▶ [Data for the task]
==============================
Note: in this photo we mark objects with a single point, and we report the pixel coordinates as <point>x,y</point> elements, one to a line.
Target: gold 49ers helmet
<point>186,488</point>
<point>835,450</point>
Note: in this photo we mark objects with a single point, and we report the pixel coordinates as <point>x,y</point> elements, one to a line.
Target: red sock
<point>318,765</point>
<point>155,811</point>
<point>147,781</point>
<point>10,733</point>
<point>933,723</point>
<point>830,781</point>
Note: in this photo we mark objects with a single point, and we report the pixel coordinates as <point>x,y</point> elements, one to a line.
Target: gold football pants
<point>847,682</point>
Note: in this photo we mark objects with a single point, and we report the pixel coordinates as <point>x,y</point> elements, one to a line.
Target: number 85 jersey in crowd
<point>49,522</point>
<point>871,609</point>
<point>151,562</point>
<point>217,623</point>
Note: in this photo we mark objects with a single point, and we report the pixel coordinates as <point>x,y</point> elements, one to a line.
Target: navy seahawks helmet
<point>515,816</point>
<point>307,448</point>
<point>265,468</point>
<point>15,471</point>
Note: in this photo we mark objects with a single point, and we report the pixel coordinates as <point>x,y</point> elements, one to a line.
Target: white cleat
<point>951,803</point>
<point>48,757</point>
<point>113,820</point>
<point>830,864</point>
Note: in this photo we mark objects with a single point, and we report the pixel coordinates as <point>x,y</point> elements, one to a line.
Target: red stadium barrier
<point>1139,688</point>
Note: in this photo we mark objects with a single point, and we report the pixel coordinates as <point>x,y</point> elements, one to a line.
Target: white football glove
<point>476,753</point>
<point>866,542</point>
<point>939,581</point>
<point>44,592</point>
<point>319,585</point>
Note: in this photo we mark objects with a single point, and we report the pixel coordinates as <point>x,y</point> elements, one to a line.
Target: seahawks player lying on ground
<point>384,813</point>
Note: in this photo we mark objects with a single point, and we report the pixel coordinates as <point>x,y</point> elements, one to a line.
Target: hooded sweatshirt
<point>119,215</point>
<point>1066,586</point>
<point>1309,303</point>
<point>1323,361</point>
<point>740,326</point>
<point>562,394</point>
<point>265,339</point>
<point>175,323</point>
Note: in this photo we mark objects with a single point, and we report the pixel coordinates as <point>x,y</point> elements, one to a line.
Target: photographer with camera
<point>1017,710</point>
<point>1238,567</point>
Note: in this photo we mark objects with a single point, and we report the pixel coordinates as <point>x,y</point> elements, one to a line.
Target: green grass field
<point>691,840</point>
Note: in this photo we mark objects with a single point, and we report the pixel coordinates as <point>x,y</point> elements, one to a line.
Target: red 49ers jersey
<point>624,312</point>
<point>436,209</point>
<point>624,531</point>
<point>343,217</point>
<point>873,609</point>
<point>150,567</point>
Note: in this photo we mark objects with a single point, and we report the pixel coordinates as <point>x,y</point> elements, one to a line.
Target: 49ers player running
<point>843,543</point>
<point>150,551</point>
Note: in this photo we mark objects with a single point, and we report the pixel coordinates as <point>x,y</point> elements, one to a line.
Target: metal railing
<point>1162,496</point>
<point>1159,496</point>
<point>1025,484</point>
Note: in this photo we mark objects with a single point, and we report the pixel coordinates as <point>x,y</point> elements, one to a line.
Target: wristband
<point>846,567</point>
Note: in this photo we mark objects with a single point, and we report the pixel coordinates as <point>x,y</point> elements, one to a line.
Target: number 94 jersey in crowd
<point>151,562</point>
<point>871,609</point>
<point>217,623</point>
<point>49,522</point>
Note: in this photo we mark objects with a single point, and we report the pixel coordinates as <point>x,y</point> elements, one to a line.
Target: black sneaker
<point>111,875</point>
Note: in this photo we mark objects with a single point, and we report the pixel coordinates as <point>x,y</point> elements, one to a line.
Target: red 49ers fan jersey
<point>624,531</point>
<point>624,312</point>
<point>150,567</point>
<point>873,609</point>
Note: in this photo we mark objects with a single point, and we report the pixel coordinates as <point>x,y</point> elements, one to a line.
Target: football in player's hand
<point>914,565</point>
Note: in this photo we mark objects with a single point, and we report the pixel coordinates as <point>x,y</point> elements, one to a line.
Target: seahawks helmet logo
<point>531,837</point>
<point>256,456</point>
==============================
▶ [Exercise] Reproduce all of the items above line for line, with no changes of any kind.

▶ [Reply]
Note: in this photo we mark objects with a single point, and we report the pixel coordinates as <point>x,y</point> elements, one to a line.
Target: gold 49ers helmet
<point>186,488</point>
<point>835,450</point>
Note: in this photo we mark objects with a single point, and we report the pixel coordinates as <point>x,y</point> elements, one to a line.
Target: red sock
<point>318,765</point>
<point>155,811</point>
<point>147,781</point>
<point>10,733</point>
<point>933,723</point>
<point>830,781</point>
Note: in this photo we mark objects with a single point, and we report the pixel coordinates as <point>x,y</point> elements, one to a line.
Target: gold football pants
<point>847,682</point>
Note: in this photo we mark objects with a single point, and we report the pixel coordinates as <point>x,y</point> elements, one to a line.
Target: number 85 jersey in crowd
<point>49,522</point>
<point>871,609</point>
<point>151,562</point>
<point>217,623</point>
Note: in this photo we mark objects with a single point, and we report the pixel coordinates as <point>x,y</point> elements, one to a line.
Target: navy seahawks helmet
<point>515,816</point>
<point>307,448</point>
<point>265,468</point>
<point>15,471</point>
Note: in this photo we mark objects with a single point, and we report the pixel coordinates as <point>x,y</point> elements, one to a line.
Target: white cleat
<point>951,803</point>
<point>48,757</point>
<point>113,820</point>
<point>830,864</point>
Note: in this photo we mark objects with a single point, and we report the pixel coordinates as <point>x,y</point> elements, one to a line.
Target: red stadium barrier
<point>1139,688</point>
Note: in this photo we mark objects with a single point, and we report the pixel coordinates as <point>x,y</point> elements, one to a line.
Target: white football glove
<point>476,753</point>
<point>866,542</point>
<point>939,581</point>
<point>44,592</point>
<point>319,585</point>
Note: in this photo we mark objects with a single point, and we report the pixel coordinates as <point>x,y</point> elements, one to a line.
Target: seahawks player lying on ground
<point>384,813</point>
Note: in this photo we mark objects with a single point, and we report the pixel coordinates as <point>x,y</point> elements, one to a line.
Target: hooded sweatshirt
<point>119,215</point>
<point>1066,586</point>
<point>1309,303</point>
<point>1323,361</point>
<point>740,326</point>
<point>562,394</point>
<point>265,339</point>
<point>175,323</point>
Note: in this photo we mark objects with a single point, and we report the pixel coordinates as <point>x,y</point> elements, one to a line.
Target: photographer with camera
<point>1017,710</point>
<point>1238,567</point>
Note: in this photo we mark objects with a single point, and we report the pixel coordinates as <point>x,y</point> elements, one to a line.
Target: green grass field
<point>691,840</point>
Note: in this photo we mark objects with a single point, and we report the pixel coordinates as <point>x,y</point> elements, one to a line.
Target: red 49ers jersey
<point>624,312</point>
<point>436,209</point>
<point>624,531</point>
<point>343,217</point>
<point>873,609</point>
<point>150,567</point>
Note: in this photo we mark objects with a single point, and we report the pixel coordinates as <point>x,y</point> elements, one to a line.
Target: 49ers player running
<point>843,543</point>
<point>150,551</point>
Note: in this photo we mark objects with a single point, and we report the pixel coordinates as <point>x,y</point> elements, one to a line.
Target: metal railing
<point>1162,496</point>
<point>1159,496</point>
<point>1025,484</point>
Note: in this photo we mark objects with a single point, and we report the pixel coordinates as <point>x,y</point> elements, one to a line.
Target: wristband
<point>846,567</point>
Note: in this photo we mark objects with a single point, and we report the pixel coordinates as <point>x,y</point> elements, one to a line.
Target: number 94 jersey in crowd
<point>151,562</point>
<point>871,609</point>
<point>217,623</point>
<point>49,522</point>
Note: in this photo we mark objects with a single point, and we report the pixel coordinates as <point>x,y</point> elements, one to a line.
Target: black sneaker
<point>111,875</point>
Note: in this photo we mark objects with a single point, and we report the pixel coordinates as <point>x,y</point> elements, one to a line.
Target: red 49ers fan jersey
<point>624,531</point>
<point>624,312</point>
<point>150,567</point>
<point>873,609</point>
Note: in this photo we mark objects with a single point, and we report the pixel coordinates as <point>x,y</point> elements, one to a line.
Target: football in player's hand
<point>914,565</point>
Note: in this photo we mark objects with a single point, and we report the pixel coordinates as <point>x,y</point> elements, one to a line.
Target: seahawks helmet logo
<point>531,837</point>
<point>256,456</point>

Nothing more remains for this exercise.